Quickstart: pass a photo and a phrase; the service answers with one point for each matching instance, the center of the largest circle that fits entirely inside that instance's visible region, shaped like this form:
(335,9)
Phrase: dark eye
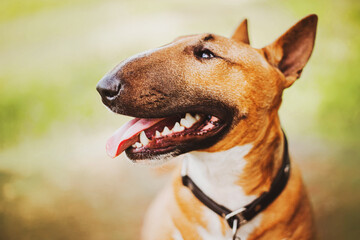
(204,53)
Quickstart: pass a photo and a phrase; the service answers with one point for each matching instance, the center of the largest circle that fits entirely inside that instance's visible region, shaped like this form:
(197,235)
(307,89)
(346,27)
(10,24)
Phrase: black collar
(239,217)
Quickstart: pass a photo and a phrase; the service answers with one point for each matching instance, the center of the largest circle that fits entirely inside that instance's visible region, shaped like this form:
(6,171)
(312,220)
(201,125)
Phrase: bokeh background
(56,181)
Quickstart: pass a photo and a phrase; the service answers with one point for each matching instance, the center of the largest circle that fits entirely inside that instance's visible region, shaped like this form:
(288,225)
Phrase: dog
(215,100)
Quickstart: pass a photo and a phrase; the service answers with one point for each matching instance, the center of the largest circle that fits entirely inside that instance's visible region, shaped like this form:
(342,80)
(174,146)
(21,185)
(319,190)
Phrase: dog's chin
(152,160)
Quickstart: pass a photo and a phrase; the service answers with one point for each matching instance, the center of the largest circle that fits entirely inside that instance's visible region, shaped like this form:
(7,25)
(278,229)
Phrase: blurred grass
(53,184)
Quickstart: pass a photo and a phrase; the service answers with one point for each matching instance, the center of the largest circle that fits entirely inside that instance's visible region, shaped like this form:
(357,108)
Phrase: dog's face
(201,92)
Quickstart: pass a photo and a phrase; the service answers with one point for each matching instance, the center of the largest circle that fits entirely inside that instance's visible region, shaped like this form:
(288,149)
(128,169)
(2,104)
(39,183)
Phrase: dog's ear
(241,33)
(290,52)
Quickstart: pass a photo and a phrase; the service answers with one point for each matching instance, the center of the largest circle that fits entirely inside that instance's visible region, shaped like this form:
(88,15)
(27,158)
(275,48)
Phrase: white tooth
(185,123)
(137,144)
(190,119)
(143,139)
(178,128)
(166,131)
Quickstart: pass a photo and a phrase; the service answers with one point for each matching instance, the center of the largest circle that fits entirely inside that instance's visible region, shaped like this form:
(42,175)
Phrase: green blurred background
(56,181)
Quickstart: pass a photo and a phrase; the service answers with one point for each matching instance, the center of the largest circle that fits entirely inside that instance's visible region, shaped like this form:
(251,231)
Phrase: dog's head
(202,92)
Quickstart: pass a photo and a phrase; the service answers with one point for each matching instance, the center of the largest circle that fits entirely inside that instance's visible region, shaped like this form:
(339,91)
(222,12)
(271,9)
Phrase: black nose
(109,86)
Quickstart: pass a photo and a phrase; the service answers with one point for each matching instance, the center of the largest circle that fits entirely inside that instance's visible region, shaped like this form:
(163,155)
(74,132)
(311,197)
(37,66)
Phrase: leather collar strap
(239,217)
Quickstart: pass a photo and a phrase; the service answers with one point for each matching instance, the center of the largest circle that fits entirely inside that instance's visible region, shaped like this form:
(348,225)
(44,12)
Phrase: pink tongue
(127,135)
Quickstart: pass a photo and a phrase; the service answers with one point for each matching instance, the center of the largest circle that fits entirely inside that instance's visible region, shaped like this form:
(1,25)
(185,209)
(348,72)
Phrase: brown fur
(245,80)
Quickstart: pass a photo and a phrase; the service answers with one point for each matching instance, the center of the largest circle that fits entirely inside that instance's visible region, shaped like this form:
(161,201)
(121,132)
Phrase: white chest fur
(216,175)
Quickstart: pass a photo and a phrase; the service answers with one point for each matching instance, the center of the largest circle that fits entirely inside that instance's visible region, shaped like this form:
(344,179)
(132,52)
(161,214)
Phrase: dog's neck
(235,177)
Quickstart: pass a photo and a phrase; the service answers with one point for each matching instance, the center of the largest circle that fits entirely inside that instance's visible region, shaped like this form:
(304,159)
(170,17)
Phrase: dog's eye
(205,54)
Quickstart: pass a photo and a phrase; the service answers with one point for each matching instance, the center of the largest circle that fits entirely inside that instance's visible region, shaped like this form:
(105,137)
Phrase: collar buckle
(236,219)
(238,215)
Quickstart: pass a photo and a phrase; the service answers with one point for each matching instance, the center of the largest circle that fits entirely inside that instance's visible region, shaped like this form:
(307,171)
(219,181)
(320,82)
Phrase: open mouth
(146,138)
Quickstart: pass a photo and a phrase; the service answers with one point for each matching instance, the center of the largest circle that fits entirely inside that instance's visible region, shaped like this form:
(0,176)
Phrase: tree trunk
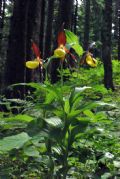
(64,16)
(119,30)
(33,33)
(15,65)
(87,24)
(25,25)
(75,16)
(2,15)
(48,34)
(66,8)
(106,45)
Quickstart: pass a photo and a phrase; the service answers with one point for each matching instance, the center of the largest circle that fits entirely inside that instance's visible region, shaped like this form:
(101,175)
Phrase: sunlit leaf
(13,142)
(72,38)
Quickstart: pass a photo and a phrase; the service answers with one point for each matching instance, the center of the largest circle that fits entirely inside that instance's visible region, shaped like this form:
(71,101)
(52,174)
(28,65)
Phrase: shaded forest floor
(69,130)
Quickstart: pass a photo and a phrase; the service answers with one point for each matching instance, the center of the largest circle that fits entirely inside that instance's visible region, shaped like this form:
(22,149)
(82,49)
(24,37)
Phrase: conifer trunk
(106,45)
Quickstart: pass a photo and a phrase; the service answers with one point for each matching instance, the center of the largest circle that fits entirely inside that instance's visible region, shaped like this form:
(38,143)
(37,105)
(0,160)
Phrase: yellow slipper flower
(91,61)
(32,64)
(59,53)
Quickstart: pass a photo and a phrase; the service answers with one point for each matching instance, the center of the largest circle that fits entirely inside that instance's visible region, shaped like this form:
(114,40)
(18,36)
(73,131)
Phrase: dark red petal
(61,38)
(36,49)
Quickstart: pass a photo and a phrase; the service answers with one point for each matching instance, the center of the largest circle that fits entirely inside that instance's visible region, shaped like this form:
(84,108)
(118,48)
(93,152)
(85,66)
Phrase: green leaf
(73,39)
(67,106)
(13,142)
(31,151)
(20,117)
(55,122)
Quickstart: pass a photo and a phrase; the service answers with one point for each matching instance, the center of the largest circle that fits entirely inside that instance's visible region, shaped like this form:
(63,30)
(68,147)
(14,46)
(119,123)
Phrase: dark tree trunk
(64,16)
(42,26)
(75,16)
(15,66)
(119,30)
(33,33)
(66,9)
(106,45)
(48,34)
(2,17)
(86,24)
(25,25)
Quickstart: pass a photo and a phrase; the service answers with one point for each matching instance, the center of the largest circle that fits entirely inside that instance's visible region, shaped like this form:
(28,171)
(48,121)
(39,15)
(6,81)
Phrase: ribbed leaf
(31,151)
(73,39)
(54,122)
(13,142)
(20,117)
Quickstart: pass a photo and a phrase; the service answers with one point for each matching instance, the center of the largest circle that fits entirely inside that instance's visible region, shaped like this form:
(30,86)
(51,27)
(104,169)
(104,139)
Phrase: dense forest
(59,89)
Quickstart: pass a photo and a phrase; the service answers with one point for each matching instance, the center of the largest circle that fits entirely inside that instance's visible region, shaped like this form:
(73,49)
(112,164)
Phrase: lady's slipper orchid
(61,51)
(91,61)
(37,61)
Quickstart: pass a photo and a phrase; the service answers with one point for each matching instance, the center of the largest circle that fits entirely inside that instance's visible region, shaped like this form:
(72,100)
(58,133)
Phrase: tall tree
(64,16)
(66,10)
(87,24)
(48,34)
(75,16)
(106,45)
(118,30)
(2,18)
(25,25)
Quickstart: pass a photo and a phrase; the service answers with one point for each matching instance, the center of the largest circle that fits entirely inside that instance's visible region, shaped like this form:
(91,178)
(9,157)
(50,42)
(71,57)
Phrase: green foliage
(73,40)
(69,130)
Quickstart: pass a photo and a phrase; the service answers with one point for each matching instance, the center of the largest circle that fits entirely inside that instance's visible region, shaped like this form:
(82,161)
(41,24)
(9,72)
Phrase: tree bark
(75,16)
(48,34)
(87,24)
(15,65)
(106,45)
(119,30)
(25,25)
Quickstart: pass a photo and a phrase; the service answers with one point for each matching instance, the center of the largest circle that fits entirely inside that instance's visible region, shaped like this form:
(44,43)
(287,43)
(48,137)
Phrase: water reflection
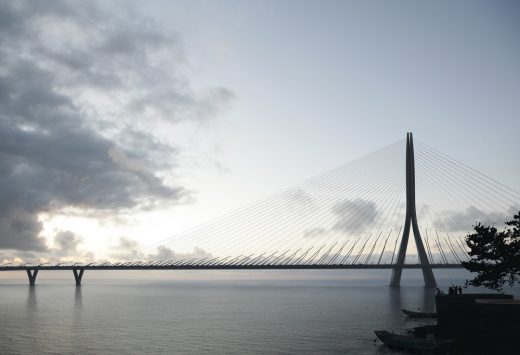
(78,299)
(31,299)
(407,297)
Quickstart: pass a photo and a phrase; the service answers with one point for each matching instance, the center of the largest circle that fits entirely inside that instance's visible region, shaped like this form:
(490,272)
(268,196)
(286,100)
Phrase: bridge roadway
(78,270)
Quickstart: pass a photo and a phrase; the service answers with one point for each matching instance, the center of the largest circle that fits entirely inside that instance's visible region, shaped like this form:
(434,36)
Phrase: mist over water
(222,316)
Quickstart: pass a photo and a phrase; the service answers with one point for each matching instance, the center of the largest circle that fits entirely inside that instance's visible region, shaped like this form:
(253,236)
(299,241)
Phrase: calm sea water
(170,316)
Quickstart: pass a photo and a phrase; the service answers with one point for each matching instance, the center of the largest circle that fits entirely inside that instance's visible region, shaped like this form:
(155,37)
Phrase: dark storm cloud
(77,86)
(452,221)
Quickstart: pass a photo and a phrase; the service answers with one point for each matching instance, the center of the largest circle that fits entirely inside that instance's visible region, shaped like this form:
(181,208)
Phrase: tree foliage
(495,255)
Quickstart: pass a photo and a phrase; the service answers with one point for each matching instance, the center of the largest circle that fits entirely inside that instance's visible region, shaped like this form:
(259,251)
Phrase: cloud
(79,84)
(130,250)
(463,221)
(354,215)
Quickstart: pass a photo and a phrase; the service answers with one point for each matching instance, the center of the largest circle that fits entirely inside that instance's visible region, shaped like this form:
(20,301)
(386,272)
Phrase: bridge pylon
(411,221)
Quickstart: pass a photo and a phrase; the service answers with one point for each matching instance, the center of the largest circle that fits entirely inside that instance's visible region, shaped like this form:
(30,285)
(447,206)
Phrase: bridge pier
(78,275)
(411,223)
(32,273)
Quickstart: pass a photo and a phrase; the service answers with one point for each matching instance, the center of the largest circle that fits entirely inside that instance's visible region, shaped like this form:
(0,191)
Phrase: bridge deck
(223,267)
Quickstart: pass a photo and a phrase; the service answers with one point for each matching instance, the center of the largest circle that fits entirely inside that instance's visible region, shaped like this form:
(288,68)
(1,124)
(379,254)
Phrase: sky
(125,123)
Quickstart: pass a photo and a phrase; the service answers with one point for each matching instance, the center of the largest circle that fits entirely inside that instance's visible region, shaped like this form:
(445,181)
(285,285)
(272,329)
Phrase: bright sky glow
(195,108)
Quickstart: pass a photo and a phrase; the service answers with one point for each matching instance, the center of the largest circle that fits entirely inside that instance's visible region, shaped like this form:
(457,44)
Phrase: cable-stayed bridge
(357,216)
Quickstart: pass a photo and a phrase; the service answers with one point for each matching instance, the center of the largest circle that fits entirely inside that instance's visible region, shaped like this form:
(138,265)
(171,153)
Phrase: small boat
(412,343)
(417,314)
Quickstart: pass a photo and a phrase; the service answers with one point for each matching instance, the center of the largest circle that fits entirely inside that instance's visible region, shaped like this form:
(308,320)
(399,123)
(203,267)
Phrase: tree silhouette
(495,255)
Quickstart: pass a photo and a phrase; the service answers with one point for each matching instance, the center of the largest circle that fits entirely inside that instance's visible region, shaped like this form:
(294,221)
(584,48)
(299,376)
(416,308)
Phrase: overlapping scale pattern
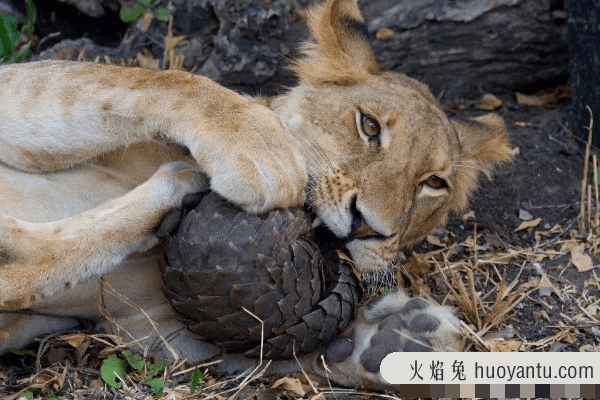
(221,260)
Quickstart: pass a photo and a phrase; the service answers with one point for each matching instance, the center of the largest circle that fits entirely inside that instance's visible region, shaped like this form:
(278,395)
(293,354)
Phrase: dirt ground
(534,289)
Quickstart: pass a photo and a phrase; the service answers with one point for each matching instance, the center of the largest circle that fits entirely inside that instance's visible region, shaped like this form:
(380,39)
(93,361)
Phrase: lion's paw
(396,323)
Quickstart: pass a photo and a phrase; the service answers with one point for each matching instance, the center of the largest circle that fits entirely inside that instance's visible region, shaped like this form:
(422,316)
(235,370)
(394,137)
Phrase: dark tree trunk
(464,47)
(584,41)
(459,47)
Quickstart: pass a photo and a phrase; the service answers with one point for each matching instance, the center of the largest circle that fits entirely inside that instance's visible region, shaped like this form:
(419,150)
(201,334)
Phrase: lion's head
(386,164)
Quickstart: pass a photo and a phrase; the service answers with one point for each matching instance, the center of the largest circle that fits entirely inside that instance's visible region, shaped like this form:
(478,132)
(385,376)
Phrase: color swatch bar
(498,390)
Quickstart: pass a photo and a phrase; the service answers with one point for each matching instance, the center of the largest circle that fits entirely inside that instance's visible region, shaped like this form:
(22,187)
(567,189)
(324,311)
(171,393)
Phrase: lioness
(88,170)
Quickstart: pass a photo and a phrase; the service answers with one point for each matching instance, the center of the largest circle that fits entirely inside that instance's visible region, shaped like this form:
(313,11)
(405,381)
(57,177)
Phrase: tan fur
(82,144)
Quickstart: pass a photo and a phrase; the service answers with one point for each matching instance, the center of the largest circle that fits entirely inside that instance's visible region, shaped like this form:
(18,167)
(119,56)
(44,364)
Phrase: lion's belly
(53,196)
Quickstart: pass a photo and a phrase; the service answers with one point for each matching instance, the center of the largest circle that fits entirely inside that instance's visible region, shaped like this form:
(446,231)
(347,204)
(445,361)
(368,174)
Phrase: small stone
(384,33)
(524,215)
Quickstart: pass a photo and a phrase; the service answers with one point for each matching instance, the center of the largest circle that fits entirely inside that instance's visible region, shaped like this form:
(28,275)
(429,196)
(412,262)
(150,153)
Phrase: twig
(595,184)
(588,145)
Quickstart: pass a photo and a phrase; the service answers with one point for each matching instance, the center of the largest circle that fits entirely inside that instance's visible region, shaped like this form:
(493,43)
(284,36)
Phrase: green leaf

#### SHORT PROBLEM
Copy out each line from the rows above in which the word "dark" appears.

#### REPLY TO THE EXERCISE
Phrase: dark eye
Phrase: dark red petal
Phrase: dark tree trunk
Phrase: dark storm cloud
Phrase: dark tree trunk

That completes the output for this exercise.